---------- Record set

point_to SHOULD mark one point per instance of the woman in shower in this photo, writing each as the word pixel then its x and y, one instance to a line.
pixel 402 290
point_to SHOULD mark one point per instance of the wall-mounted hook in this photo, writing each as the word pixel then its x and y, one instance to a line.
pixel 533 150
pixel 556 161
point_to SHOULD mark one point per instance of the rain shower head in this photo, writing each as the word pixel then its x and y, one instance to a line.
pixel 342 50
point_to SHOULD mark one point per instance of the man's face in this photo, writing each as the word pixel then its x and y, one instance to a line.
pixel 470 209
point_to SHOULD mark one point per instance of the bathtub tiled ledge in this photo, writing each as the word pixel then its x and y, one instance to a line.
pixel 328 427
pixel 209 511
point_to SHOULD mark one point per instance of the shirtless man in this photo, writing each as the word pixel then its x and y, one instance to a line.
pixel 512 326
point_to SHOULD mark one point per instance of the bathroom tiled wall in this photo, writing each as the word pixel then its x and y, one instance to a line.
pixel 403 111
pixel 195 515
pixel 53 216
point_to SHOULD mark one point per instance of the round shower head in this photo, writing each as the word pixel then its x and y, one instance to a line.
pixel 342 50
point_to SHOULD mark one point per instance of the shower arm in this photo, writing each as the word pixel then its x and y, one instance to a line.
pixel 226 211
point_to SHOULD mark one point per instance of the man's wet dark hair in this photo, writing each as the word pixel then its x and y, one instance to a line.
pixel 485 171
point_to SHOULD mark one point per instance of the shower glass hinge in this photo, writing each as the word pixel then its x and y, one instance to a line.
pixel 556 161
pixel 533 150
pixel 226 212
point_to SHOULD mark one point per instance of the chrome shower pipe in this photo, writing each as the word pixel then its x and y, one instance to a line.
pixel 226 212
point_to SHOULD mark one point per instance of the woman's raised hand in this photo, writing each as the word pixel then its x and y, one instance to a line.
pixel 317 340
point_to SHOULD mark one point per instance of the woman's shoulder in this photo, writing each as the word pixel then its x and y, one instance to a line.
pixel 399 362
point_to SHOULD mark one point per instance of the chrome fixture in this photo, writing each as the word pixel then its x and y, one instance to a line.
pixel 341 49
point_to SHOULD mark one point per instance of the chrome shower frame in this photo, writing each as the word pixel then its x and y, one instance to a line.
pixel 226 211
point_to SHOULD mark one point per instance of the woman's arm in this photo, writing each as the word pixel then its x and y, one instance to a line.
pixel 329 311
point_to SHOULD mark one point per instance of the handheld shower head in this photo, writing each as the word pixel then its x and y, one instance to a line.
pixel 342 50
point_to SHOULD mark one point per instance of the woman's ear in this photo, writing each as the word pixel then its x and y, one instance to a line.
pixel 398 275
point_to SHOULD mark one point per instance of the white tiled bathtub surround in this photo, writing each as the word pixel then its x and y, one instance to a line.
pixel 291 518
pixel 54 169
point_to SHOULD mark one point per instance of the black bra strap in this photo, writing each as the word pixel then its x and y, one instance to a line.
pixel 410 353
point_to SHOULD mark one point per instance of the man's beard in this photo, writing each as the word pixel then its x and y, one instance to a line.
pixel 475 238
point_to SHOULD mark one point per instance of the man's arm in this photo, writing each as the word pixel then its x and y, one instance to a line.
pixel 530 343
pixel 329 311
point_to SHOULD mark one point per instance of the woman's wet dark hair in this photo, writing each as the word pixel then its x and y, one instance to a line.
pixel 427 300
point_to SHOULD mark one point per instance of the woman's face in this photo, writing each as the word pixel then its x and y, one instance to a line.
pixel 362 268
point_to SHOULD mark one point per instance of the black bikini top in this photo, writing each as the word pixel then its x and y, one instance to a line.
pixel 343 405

--------------------

> [Brief]
The material above must be written out again in full, exactly.

> [Response]
point_to SHOULD mark one point per instance of the woman in shower in this photo, writing each as the word pixel then its x and y, one instance to a line.
pixel 402 290
point_to SHOULD mark one point per instance of the wall-mounted hook in this photo, writing each as the word pixel then its x and y, one instance to a line.
pixel 533 150
pixel 556 161
point_to SHOULD mark one point per instance of the rain shower head in this photo, writing each as the word pixel then its x and y, one instance to a line.
pixel 342 50
point_to SHOULD mark one point per instance of the man's face in this photo, writing each as the word pixel then its x and y, one instance to a line.
pixel 470 209
point_to SHOULD mark one point per instance of the bathtub tiled ledge in this photo, writing each as the word pixel then its x and y, one instance to a line.
pixel 328 427
pixel 209 511
point_to SHOULD mark one point per instance of the shirtless man in this photo, writing each as the word pixel then its x and y, one instance to a line.
pixel 512 326
point_to SHOULD mark one point per instance of the bathroom tiled wall in this photo, writing each as the word pixel then its x and y, one instance to a line.
pixel 403 111
pixel 195 515
pixel 53 216
point_to SHOULD mark one point per instance of the round shower head in this photo, writing each as the word pixel then its x and y, one instance to a line.
pixel 342 50
point_to SHOULD mark one point per instance of the shower arm in this photo, writing each as the word pixel then its x and y, one instance to a line.
pixel 226 211
point_to SHOULD mark one point per instance of the man's wet dark hair in this photo, writing each as the word pixel then its x and y, one instance to a line.
pixel 485 171
point_to SHOULD mark one point per instance of the shower glass hinge in this photo, writing each as the word pixel then its x and y, one instance to a line.
pixel 556 161
pixel 533 150
pixel 226 212
point_to SHOULD mark one point per instance of the chrome shower pipe in this photo, writing each as the word pixel then its x and y, one instance to a line.
pixel 226 212
point_to SHOULD mark one point per instance of the woman's raised hand in this photo, writing each as the word pixel then its x and y, one instance to a line.
pixel 317 340
point_to SHOULD mark one point per instance of the woman's shoulder in this photo, writing each as the word pixel then its x and y, one instance to a line.
pixel 399 362
point_to SHOULD mark one point per instance of the chrome fixture in this photo, writing each as the word pixel then its x and y, one instance to a line.
pixel 341 49
point_to SHOULD mark one point per instance of the chrome shower frame in this photo, writing each as the word pixel then its x and y, one instance to a line.
pixel 226 211
point_to SHOULD mark one point per instance of the woman's arm in this photo, writing each as the word pixel then its x and y, one instance to a line.
pixel 329 311
point_to SHOULD mark one point per instance of the handheld shower head in this photo, writing each as the word pixel then its x and y, one instance to a line.
pixel 342 50
point_to SHOULD mark one point per instance of the woman's ear in this photo, writing each as the word pixel then its x and y, one instance to a line.
pixel 398 275
point_to SHOULD mark one point per instance of the white tiled bathtub surround in this photo, writing each as the word pixel then its x and y, one instance to a line.
pixel 291 518
pixel 54 169
point_to SHOULD mark one point per instance of the black bra strap in this photo, writing each as the word pixel then its x and y, one instance to a line.
pixel 410 353
point_to SHOULD mark one point per instance of the man's beard in this photo, writing each as the word pixel then its x and y, one instance to a line.
pixel 475 238
point_to SHOULD mark one point per instance of the man's arm in this photo, writing each as the word pixel then its x and y, one instance to a line.
pixel 530 343
pixel 329 311
point_to SHOULD mark one point per instance of the woman's wet dark hair in this photo, writing each as the word pixel then its x and y, one instance to a line.
pixel 427 300
point_to SHOULD mark one point per instance of the woman's face in this photo, writing each as the word pixel then its x and y, one instance to a line.
pixel 362 268
point_to SHOULD mark one point per instance of the black bikini top in this photo, writing each as the word pixel then its x and y, one instance to a line.
pixel 343 405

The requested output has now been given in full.